━━━━━ DATA SHOWN ━━━━━

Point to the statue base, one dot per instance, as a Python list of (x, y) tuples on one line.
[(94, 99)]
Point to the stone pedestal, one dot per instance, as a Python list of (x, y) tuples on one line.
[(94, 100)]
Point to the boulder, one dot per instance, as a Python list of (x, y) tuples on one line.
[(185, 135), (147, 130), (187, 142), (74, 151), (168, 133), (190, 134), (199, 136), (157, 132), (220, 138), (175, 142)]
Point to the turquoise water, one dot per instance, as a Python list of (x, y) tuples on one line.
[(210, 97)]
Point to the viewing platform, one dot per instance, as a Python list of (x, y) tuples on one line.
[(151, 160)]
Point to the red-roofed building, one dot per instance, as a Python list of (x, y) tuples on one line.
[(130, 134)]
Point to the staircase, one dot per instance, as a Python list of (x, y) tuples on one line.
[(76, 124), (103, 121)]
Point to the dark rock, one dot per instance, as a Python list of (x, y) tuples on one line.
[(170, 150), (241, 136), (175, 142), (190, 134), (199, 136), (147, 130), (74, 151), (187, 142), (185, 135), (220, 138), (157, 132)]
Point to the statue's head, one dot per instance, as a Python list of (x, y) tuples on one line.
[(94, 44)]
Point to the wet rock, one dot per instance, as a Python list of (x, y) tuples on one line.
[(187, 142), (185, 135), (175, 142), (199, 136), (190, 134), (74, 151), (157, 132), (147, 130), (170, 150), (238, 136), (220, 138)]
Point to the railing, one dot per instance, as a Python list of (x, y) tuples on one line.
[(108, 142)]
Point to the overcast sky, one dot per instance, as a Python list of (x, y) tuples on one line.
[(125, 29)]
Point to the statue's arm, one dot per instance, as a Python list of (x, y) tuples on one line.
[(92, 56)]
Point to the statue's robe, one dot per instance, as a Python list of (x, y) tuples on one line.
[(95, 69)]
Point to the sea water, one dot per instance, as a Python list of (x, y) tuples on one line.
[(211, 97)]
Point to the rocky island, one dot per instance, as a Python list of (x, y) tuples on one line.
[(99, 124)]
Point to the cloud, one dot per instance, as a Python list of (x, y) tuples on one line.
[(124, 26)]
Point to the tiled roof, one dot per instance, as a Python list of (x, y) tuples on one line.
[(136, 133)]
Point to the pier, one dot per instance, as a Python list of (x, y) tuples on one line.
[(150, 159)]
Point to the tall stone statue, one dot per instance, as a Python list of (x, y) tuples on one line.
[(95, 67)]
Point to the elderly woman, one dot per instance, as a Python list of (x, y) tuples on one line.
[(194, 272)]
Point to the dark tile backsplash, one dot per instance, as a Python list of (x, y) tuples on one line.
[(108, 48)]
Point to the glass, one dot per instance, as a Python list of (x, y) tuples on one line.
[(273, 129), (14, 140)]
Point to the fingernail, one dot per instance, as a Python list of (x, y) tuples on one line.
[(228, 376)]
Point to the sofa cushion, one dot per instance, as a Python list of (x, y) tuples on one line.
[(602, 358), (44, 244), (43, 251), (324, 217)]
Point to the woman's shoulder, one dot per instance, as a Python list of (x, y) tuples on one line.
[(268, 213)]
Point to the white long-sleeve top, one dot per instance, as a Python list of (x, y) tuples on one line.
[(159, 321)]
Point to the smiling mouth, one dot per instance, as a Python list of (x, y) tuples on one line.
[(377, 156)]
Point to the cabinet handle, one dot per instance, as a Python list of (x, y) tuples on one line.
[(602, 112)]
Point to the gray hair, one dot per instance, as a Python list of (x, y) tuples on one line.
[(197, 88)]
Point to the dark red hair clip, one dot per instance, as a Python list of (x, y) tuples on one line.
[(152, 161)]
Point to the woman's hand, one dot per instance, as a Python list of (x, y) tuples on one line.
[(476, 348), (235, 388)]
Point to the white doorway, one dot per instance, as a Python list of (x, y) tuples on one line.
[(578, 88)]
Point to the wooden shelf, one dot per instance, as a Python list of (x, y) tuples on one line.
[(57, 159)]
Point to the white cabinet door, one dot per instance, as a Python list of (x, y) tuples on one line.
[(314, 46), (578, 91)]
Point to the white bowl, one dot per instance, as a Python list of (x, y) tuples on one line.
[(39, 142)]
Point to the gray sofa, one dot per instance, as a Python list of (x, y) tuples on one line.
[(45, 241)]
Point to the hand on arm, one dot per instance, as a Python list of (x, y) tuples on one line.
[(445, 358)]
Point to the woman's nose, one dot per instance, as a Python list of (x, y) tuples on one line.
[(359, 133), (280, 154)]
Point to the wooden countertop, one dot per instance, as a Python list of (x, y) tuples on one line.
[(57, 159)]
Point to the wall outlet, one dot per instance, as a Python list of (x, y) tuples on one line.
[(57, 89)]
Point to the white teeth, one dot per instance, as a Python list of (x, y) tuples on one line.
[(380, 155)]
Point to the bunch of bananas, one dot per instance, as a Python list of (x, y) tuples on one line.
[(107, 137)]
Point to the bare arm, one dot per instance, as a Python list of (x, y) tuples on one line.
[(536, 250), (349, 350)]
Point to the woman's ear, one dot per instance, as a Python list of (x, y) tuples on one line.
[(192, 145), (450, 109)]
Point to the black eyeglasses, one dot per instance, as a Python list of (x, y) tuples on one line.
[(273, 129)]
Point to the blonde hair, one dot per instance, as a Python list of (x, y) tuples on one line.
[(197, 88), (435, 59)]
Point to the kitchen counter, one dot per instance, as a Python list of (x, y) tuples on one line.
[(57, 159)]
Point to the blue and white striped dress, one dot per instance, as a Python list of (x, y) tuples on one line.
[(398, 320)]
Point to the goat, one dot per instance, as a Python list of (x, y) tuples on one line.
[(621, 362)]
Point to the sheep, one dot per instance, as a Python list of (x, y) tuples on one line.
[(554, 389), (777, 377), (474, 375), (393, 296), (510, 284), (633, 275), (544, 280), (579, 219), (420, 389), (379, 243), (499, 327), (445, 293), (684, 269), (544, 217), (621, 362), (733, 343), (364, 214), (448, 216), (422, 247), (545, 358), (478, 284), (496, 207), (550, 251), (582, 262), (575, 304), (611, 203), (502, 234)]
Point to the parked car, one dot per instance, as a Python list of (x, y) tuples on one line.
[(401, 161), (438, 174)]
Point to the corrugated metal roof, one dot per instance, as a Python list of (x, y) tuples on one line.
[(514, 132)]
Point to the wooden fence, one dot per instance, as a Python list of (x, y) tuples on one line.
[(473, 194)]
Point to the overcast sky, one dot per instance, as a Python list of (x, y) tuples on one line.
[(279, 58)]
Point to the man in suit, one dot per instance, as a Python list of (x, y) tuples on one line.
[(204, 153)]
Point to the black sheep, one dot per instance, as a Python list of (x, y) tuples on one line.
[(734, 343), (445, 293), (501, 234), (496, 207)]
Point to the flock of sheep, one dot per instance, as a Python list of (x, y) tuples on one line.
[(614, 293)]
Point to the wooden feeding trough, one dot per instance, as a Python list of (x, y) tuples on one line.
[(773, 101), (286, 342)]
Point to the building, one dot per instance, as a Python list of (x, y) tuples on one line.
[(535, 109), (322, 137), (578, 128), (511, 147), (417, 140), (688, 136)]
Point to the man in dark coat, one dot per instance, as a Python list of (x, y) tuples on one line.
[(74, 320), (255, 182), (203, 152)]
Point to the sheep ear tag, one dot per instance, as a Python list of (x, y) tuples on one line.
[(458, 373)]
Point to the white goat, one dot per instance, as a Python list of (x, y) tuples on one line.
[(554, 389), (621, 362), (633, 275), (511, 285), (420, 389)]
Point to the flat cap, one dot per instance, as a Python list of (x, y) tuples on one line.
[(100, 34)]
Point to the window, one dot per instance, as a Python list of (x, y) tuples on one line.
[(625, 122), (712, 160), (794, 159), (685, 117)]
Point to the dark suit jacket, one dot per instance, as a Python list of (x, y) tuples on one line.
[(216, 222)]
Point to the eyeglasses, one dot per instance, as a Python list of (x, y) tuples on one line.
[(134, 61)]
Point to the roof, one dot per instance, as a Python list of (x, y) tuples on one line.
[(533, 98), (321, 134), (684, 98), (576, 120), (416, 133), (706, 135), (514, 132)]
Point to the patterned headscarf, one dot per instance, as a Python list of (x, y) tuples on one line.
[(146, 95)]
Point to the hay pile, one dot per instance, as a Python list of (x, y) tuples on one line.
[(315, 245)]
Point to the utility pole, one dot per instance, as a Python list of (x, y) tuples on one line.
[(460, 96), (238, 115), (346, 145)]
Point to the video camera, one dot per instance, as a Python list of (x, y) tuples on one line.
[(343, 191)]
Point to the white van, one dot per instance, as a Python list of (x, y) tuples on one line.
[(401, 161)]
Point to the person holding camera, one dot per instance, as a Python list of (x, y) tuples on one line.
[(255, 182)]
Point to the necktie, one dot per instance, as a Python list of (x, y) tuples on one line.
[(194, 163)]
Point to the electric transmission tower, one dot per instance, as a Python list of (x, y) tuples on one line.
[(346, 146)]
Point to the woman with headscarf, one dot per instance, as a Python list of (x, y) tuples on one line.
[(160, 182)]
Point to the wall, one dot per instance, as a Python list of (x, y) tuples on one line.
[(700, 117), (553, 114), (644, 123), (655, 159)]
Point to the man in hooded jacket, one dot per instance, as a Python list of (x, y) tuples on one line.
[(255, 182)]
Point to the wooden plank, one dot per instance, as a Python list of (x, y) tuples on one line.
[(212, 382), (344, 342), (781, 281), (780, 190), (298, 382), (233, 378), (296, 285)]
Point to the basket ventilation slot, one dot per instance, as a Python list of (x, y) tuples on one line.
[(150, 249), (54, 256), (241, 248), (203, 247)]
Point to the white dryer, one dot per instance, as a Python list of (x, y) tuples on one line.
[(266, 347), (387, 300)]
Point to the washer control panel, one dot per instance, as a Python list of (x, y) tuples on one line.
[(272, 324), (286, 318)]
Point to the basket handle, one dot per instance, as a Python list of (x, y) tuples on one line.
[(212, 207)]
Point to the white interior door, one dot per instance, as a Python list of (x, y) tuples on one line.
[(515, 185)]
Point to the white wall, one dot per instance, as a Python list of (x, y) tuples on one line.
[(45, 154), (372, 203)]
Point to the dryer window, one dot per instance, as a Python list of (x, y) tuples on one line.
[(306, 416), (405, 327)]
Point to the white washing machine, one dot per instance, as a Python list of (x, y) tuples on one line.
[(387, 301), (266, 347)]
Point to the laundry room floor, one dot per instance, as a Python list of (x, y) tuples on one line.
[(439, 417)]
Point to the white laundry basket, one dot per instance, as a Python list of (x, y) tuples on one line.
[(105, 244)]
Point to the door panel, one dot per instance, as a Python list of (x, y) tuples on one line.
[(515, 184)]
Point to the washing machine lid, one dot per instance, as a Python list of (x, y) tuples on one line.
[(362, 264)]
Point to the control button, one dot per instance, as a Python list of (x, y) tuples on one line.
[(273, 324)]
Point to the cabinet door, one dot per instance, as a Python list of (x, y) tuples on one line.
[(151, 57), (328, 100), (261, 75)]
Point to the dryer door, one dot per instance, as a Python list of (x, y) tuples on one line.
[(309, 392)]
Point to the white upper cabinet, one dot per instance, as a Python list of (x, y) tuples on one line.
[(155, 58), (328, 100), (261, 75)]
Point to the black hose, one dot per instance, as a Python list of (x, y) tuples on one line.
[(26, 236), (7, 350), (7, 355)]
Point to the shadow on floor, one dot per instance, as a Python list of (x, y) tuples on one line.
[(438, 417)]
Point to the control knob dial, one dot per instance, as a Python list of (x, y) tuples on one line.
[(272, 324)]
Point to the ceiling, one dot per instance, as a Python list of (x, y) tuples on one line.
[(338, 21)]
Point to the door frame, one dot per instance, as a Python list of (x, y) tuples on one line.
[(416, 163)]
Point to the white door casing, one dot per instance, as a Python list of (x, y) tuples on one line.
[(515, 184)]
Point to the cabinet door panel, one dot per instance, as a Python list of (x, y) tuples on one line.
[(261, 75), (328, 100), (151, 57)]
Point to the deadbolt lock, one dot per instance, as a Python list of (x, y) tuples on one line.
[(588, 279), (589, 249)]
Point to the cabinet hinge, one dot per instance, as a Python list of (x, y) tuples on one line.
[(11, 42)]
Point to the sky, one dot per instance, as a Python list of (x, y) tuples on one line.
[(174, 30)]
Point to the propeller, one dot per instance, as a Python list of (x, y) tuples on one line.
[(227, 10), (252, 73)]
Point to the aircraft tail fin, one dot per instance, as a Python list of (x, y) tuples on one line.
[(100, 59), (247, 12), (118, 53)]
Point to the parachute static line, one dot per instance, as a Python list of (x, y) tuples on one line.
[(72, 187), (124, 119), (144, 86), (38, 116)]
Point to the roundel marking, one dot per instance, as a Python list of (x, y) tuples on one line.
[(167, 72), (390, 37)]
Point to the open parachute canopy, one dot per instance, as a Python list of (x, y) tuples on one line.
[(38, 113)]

━━━━━

**AIM OF THE TASK:** Replace "dark rock" with "black rock" in the stretch from the line containing "Point to the dark rock, one" through the line containing "138), (157, 132)]". Return only those lines, with everything else in them unchanged.

**WRITTEN SOLUTION:**
Point to the black rock, one dot per instance, as a Python list of (x, y) tuples on one line.
[(170, 150), (241, 136), (175, 142), (190, 134), (199, 136), (147, 130), (74, 151), (187, 142), (185, 135), (220, 138), (157, 132)]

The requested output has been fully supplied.